[Dataset excerpts]
◇ ◇ ◇

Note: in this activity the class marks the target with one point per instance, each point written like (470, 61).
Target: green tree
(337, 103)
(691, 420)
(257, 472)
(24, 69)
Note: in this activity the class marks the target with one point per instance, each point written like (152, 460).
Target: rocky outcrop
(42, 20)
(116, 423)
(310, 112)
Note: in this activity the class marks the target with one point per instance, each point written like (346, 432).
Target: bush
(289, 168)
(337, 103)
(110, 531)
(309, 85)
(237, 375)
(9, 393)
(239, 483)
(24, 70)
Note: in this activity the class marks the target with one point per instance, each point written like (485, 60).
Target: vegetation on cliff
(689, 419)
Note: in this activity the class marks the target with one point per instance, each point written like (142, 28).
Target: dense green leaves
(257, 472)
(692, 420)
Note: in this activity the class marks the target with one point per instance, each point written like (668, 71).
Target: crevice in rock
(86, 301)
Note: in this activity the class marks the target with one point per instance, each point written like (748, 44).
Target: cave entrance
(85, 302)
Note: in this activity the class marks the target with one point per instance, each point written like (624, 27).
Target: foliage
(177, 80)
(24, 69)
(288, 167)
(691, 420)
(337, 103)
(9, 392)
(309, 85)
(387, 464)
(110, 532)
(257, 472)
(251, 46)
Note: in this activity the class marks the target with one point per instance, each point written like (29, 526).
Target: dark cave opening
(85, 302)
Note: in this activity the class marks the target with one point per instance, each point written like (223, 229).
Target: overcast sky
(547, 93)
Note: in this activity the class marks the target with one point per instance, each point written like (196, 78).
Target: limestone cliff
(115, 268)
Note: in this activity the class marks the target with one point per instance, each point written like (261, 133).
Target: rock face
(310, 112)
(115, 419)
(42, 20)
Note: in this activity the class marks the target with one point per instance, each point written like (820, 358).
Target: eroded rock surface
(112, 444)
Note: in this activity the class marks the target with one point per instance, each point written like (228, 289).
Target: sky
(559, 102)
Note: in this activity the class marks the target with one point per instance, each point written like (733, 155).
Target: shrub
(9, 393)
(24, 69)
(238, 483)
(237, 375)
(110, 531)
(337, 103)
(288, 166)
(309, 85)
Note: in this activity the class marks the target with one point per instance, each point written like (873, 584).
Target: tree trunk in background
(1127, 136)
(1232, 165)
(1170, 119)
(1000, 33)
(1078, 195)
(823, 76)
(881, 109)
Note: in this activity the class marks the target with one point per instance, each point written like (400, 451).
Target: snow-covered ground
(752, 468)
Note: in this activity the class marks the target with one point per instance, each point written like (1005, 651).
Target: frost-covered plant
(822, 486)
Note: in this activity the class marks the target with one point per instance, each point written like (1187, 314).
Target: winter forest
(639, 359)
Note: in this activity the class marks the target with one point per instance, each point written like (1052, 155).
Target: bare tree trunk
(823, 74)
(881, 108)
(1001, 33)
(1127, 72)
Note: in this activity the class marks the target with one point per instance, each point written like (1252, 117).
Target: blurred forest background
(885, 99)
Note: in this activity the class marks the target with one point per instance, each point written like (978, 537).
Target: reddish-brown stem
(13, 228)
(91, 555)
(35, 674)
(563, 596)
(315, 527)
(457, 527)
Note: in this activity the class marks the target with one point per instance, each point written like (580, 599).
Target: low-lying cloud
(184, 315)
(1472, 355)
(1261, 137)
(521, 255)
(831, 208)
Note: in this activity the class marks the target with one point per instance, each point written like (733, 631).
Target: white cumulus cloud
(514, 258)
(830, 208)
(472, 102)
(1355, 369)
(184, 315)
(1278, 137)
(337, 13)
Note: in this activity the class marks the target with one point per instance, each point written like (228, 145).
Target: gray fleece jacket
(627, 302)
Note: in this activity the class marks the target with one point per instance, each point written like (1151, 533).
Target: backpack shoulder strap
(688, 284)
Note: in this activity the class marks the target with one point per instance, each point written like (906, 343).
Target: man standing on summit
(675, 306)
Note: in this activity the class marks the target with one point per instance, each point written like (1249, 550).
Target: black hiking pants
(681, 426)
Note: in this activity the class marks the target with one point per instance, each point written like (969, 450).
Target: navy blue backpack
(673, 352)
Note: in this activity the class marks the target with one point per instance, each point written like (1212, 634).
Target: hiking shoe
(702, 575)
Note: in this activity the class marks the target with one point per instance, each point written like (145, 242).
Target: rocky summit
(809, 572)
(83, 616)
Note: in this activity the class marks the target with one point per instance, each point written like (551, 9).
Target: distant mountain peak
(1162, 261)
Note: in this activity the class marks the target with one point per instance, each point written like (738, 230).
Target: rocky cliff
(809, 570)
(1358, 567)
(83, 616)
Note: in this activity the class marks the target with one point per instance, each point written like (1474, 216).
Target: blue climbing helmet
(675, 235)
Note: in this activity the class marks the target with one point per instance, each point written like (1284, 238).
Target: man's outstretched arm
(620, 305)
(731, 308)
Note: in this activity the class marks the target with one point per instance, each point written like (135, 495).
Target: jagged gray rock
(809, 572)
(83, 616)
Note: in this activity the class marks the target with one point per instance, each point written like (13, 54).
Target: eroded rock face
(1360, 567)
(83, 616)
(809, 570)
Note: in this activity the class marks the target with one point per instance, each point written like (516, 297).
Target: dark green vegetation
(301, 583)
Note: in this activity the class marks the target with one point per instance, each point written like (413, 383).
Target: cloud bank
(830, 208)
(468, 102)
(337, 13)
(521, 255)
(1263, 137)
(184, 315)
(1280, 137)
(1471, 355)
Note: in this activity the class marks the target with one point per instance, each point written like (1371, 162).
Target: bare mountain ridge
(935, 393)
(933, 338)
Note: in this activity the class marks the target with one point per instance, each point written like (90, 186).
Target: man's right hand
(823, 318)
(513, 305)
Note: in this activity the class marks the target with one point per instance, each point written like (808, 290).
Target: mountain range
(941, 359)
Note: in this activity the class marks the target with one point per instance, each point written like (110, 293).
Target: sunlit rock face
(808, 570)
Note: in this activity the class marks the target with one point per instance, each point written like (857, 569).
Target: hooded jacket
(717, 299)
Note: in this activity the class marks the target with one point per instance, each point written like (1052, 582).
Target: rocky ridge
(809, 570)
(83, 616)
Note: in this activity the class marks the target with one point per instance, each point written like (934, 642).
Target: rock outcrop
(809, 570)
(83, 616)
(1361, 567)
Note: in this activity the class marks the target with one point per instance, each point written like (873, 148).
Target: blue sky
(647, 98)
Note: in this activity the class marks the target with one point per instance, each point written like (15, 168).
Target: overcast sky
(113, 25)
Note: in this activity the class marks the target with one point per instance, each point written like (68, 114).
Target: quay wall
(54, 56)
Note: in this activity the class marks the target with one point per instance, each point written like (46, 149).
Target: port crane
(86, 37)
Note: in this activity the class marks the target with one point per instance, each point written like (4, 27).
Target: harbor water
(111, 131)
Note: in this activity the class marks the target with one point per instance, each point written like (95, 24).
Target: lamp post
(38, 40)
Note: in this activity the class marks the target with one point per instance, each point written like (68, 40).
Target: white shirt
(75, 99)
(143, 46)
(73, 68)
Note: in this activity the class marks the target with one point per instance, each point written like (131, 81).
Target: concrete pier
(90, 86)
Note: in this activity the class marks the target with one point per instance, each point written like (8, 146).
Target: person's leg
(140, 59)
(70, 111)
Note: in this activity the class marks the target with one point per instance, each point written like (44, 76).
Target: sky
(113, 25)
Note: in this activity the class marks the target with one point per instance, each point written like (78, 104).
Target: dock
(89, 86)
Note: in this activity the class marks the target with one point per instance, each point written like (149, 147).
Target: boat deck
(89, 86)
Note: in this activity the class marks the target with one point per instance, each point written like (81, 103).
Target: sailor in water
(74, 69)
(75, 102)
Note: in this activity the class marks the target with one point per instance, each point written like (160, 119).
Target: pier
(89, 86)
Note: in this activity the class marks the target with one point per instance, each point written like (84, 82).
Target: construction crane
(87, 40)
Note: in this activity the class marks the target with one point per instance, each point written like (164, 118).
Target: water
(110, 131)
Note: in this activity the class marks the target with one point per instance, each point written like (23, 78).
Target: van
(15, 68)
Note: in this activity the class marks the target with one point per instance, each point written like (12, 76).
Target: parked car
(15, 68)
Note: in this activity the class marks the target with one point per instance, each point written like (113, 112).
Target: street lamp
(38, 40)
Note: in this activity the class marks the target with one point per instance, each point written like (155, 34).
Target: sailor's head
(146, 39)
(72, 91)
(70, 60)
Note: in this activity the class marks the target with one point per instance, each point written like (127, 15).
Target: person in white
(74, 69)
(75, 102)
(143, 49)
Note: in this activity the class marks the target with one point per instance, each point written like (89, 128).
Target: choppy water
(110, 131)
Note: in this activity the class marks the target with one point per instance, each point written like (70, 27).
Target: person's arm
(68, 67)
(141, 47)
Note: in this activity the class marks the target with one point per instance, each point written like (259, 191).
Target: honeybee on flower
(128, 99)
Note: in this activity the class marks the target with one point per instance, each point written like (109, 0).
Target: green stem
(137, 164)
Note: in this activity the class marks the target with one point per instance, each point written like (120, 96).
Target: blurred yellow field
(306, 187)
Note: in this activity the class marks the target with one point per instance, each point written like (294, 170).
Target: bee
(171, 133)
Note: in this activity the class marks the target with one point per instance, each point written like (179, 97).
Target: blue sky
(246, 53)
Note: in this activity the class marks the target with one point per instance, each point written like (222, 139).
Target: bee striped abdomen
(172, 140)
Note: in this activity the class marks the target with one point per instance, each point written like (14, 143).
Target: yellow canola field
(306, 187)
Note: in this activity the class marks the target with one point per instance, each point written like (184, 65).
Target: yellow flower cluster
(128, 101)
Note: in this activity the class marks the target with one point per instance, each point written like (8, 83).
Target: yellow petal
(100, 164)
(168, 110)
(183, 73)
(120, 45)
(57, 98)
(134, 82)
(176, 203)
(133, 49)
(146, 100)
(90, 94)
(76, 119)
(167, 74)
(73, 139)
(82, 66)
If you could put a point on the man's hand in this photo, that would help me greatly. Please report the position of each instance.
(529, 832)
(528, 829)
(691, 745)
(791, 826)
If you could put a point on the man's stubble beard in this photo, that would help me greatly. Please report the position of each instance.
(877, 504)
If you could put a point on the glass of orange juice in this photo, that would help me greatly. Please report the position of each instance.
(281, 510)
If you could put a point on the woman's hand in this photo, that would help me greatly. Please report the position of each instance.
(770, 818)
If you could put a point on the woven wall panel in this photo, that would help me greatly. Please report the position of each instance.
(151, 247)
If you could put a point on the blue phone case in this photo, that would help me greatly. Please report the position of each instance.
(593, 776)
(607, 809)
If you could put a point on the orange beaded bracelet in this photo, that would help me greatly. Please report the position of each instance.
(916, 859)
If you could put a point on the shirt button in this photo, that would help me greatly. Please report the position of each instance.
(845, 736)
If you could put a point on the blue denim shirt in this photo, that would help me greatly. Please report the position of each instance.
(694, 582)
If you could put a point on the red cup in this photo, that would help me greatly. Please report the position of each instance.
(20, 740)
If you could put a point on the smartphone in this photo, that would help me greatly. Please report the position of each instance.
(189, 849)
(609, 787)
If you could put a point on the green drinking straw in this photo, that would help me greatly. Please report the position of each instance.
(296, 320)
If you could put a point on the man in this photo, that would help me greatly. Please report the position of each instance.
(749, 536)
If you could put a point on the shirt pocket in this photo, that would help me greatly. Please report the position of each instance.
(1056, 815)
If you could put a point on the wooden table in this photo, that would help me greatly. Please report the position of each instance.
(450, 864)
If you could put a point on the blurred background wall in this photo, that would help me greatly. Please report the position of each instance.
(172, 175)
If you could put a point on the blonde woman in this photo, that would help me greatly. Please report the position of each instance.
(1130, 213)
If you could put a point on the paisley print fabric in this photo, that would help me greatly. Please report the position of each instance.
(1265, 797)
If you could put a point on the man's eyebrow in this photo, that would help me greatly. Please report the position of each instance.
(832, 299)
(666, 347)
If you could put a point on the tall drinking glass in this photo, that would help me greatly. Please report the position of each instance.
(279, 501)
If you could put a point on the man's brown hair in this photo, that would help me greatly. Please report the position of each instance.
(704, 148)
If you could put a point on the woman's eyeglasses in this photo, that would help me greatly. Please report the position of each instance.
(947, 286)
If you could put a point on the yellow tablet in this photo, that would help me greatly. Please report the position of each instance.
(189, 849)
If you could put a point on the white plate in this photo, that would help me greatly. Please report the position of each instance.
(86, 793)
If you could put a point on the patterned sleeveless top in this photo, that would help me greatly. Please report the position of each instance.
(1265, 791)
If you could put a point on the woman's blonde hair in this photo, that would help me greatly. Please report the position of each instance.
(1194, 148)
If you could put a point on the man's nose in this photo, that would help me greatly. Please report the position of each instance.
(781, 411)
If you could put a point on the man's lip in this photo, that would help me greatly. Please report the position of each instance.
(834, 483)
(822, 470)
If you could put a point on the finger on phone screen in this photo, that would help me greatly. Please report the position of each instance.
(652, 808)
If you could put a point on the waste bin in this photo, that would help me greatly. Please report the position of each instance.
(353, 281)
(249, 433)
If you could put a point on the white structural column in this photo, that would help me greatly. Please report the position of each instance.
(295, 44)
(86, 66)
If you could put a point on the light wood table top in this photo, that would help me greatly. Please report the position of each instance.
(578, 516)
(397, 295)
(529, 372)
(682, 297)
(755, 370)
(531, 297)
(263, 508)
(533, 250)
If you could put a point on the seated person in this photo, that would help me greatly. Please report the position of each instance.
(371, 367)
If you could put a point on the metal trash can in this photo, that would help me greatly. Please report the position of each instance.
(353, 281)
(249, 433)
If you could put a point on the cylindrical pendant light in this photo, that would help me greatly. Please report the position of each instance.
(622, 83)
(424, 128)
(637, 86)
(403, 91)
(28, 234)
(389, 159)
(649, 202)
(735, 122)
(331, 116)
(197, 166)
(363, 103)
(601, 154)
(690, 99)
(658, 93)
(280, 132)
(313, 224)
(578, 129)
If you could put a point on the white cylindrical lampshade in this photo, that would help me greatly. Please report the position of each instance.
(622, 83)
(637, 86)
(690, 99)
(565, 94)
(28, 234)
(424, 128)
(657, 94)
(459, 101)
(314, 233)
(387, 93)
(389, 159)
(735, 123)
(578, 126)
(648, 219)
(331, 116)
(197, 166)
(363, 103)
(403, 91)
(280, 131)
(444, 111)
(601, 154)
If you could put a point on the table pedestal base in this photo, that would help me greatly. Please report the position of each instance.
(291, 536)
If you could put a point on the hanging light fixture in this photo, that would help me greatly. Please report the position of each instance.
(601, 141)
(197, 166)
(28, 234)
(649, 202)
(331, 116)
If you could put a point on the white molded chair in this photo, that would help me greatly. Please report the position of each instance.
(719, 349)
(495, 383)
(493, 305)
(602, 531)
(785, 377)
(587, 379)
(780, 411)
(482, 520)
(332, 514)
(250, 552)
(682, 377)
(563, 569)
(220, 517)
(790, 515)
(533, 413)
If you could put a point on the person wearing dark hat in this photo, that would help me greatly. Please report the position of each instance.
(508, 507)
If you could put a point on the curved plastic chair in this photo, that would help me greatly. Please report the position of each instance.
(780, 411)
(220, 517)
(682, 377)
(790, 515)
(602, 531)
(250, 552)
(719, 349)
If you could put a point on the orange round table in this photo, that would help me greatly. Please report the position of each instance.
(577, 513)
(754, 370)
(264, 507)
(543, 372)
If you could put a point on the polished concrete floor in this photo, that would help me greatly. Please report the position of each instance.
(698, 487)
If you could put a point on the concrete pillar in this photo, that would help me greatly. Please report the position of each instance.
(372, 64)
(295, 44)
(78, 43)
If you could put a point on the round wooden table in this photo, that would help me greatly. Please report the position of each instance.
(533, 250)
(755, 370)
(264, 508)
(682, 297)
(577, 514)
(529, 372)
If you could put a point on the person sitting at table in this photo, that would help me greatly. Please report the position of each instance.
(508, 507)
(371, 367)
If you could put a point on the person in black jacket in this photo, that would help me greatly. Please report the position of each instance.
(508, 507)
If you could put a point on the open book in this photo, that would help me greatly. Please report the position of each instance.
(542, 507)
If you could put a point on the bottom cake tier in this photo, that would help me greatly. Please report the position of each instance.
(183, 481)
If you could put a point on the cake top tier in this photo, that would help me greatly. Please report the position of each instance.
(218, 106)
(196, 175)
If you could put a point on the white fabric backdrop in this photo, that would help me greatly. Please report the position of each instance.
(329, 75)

◇ ◇ ◇

### WHAT THE TASK REQUIRES:
Each line above from the one with "like (400, 451)." up to and including the one with "like (978, 537)." must be set down exactly, and no line outside that span may appear.

### COMPLETED EXERCISE:
Note: in this activity the class marks the target with one point per instance, each point written like (400, 451).
Target: snow-covered ground
(752, 468)
Note: in this activity the class marks the target with one point per instance, each point written like (1005, 651).
Target: frost-covered plant
(822, 486)
Note: in this activity the class marks the target with one point per instance, each point written like (1187, 314).
Target: winter forest
(639, 359)
Note: in this activity the class marks the target with one point per instance, each point written like (1052, 155).
Target: bare tree trunk
(823, 74)
(881, 108)
(1001, 33)
(1127, 72)
Note: in this activity the class marks the target with one point per instance, each point written like (1252, 117).
Target: blurred forest background
(885, 99)
Note: in this activity the class marks the target with one point per instance, each point written like (978, 537).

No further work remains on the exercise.